**Perintah A**
Dalam kutipan tentang pendidikan, apa yang dilakukan setelah bahan pelajaran diterangkan oleh semua guru dan waktu yang disediakan habis?
**Perintah B**
Tolong terjemahkan kalimat dari kutipan tentang pendidikan ini ke dalam bahasa Inggris: "Pengertian pendidikan menjadi sangat sederhana, yaitu sekedar mengajarkan sekelompok pengetahuan yang dianggap penting itu."

**Kutipan**
----

Manakala bahan pelajaran itu sudah diterangkan oleh semua guru yang
bertugas dan waktu yang disediakan sudah habis, maka dilakukan penilaian
melalui evaluasi atau ujian. Para siswa yang mampu menjawab
sebagaimana target yang ditentuan dianggap lulus, sebaliknya mereka yang
belum mampu menjawab soal-soal yang diberikan dianggap gagal.
Pengertian pendidikan menjadi sangat sederhana, yaitu sekedar
mengajarkan sekelompok pengetahuan yang dianggap penting itu.
Melihat kenyataan itu, sebenarnya ada sesuatu yang masih dilupakan
dan justru merupakan hal penting, yaitu memberi contoh dan membiasakan.

----

**Cuplikan Data**
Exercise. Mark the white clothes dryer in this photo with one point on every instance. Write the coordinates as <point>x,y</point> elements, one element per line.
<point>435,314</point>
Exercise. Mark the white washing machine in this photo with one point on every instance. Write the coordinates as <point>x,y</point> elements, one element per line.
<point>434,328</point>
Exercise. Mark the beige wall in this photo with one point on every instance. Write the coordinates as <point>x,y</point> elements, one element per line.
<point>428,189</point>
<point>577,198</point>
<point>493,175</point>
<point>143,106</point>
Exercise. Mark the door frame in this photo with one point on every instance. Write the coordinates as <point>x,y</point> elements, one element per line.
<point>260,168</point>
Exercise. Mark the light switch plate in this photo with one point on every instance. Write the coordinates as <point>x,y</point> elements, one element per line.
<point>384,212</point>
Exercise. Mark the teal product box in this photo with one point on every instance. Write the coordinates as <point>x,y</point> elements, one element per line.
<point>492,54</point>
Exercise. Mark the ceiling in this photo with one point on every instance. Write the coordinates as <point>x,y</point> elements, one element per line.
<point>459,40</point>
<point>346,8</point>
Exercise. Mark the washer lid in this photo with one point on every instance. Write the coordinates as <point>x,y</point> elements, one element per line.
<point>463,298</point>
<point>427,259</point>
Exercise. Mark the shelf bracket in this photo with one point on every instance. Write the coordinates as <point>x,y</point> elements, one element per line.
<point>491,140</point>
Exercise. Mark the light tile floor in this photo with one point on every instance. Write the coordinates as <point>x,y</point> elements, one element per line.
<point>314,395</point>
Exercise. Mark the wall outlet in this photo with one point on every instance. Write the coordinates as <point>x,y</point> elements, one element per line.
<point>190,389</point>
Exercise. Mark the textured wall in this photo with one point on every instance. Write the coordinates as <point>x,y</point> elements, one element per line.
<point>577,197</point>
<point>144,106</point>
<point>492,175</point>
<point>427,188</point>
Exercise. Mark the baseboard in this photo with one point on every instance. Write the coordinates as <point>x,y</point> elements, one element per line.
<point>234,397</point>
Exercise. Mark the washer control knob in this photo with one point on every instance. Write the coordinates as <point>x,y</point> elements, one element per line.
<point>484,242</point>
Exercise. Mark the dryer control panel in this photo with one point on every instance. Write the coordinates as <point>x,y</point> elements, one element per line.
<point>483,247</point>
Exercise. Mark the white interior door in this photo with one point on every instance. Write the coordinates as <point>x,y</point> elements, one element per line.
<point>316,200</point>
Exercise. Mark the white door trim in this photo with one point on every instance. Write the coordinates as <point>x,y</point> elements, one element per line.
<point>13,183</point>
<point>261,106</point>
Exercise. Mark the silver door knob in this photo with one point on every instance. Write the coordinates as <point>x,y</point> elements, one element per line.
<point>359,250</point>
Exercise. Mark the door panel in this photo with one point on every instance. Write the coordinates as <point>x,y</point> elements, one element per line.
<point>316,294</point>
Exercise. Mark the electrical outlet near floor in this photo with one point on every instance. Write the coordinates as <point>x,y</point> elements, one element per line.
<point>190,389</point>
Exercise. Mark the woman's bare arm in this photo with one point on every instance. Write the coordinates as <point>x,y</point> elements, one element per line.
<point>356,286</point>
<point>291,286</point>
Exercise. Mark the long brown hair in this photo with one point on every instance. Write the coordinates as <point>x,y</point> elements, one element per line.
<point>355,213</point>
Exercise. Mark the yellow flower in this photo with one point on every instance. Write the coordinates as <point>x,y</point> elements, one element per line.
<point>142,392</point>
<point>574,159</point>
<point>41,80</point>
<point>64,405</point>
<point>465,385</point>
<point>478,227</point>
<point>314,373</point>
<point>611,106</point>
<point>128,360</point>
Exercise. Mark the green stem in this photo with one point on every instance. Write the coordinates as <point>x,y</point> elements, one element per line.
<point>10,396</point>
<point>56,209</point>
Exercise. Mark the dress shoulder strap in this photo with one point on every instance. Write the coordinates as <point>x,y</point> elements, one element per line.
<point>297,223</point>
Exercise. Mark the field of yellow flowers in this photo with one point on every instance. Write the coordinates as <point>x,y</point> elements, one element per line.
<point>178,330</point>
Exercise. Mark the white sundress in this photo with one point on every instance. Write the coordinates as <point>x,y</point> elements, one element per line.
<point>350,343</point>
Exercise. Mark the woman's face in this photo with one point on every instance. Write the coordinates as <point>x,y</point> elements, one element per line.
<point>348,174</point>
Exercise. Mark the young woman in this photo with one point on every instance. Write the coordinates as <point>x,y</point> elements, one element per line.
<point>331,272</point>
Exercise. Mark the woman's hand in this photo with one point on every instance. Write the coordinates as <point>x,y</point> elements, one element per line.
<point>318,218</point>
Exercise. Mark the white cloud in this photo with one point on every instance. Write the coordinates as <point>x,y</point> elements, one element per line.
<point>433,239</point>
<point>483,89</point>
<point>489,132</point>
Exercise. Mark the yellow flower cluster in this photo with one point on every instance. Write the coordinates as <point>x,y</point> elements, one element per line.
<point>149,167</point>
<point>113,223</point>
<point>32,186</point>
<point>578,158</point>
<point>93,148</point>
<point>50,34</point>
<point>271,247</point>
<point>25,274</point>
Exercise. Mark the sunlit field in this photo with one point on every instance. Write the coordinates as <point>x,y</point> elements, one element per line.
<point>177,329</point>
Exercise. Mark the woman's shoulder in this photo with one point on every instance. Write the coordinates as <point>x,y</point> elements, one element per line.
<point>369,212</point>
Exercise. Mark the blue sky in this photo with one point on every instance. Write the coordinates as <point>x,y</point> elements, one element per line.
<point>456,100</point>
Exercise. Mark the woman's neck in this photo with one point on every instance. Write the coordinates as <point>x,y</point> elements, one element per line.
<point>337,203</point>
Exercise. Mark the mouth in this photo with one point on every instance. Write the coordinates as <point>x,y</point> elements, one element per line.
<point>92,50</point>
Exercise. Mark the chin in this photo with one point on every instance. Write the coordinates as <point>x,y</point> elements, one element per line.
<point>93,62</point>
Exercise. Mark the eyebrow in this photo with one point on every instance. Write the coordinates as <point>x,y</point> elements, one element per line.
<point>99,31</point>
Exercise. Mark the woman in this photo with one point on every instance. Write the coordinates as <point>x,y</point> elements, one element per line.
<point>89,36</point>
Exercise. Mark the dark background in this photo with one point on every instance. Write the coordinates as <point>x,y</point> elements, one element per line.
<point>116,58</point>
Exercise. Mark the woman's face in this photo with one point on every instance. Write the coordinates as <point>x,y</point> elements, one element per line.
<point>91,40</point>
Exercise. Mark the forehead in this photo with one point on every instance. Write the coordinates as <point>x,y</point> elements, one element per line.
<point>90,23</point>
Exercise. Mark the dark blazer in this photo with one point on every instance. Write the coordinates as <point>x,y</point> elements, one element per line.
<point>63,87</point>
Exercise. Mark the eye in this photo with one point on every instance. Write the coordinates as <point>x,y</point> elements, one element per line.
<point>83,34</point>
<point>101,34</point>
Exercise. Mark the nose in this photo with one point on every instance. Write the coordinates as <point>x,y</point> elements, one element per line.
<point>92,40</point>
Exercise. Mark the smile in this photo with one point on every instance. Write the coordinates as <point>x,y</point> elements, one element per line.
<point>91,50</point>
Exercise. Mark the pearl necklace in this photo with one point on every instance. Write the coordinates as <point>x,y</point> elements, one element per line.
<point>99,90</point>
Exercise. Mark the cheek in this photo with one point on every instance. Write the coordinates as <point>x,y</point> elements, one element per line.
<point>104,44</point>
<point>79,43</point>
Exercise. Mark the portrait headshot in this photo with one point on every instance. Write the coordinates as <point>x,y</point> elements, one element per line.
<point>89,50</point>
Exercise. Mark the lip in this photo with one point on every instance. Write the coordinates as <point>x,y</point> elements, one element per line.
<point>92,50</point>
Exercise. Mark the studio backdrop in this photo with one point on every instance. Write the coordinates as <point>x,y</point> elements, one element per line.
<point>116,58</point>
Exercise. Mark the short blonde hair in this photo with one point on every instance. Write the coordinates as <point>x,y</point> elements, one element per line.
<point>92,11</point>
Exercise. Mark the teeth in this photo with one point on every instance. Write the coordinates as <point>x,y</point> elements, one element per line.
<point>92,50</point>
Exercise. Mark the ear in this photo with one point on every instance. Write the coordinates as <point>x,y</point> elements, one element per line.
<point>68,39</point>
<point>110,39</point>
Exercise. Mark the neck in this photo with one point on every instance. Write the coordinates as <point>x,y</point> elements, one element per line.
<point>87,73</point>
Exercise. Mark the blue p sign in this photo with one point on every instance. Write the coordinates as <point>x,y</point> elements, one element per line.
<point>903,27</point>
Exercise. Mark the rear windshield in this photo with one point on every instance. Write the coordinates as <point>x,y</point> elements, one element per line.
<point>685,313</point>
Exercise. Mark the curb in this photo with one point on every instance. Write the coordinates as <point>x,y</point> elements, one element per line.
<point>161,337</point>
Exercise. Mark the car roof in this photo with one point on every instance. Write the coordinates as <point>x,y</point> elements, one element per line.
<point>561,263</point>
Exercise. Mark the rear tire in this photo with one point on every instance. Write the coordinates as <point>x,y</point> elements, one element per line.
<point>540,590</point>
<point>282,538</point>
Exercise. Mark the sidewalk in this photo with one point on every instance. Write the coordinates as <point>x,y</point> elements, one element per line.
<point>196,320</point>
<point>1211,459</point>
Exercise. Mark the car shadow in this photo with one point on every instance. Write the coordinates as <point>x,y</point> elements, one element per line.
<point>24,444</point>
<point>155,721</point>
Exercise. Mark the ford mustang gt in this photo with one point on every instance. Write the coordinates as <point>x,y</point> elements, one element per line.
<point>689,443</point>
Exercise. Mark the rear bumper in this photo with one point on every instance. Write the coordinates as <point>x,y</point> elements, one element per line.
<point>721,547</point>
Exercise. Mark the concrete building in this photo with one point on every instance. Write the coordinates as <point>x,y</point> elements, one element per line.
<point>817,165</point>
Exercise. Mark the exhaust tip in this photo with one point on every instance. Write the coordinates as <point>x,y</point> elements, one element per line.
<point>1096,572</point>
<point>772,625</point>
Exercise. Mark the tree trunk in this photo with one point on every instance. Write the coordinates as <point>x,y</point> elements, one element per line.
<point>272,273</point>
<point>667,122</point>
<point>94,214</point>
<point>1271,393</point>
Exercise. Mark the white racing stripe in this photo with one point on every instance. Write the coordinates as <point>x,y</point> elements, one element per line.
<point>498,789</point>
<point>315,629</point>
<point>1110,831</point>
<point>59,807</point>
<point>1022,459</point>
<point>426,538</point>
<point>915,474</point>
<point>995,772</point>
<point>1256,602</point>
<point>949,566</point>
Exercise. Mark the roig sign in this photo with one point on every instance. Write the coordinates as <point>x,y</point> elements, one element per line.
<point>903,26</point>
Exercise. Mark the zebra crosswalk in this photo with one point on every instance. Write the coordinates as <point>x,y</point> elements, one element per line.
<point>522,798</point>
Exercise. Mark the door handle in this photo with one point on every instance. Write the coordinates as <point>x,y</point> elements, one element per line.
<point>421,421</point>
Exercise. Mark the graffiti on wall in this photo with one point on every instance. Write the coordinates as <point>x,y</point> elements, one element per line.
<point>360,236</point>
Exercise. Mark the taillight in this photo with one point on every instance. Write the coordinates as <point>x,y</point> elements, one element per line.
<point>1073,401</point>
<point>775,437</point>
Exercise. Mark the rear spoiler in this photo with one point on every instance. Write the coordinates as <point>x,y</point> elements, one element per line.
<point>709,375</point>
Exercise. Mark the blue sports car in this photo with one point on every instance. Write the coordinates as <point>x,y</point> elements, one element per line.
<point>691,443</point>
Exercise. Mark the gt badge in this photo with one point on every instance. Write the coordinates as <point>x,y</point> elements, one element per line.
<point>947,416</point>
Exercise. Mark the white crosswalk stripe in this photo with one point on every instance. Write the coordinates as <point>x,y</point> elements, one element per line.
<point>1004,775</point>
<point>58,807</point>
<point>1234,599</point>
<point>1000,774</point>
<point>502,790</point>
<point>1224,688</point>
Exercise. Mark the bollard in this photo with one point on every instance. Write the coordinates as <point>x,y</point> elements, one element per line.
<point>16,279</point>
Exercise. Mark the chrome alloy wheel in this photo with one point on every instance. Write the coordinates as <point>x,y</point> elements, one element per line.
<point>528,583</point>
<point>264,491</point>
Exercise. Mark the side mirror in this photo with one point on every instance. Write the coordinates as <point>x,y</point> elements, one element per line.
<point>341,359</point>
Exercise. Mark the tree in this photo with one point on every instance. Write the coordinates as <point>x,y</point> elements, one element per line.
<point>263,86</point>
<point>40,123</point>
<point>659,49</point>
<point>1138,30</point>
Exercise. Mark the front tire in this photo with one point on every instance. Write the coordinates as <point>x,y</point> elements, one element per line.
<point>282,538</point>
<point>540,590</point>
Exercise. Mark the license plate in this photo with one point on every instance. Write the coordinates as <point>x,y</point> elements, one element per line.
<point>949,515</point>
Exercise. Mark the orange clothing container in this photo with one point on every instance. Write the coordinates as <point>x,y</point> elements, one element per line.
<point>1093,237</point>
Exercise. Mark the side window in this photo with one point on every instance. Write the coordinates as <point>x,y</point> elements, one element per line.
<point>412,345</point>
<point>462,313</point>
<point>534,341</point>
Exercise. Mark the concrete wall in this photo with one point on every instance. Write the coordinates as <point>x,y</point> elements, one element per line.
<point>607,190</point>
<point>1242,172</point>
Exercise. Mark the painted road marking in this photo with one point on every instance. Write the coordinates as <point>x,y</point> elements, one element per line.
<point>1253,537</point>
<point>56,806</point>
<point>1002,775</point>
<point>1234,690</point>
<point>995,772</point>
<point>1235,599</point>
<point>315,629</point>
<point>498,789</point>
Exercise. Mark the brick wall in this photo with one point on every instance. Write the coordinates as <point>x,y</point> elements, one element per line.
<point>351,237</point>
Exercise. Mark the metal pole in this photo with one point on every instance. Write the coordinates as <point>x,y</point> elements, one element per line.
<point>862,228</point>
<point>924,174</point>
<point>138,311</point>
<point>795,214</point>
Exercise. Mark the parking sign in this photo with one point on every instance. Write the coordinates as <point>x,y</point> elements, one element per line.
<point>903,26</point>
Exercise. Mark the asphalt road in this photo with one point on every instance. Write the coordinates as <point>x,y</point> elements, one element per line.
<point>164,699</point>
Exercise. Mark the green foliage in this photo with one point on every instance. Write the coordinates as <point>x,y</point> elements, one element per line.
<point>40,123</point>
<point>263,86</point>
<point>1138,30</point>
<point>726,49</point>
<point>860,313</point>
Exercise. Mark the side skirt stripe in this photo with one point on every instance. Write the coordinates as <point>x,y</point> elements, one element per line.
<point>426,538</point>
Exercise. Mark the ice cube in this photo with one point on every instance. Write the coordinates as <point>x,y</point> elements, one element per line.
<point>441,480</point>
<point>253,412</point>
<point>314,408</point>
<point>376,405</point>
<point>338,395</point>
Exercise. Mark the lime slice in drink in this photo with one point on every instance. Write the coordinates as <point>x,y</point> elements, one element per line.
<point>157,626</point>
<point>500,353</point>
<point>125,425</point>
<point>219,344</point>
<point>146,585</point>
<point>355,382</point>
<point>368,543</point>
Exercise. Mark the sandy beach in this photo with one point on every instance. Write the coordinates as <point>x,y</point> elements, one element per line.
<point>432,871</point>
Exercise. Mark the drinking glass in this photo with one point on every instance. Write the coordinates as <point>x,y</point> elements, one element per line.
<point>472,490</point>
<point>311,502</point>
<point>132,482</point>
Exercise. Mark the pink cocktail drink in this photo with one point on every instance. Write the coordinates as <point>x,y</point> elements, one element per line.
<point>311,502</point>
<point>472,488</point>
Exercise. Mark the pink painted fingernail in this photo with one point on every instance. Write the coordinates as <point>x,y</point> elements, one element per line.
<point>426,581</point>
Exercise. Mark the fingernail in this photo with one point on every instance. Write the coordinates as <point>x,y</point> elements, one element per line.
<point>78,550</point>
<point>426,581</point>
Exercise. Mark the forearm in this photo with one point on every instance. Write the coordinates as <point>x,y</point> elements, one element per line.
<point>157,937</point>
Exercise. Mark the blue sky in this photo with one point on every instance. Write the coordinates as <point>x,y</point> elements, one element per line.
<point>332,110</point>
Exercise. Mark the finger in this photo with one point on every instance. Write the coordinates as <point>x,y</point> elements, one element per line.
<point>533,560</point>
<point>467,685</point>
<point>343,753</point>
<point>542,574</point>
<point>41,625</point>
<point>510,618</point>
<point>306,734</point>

----

**Jawaban yang Diharapkan A**
Dilakukan penilaian melalui evaluasi atau ujian.

**Jawaban yang Diharapkan B**
The meaning of education becomes very simple, namely merely teaching that body of knowledge considered important.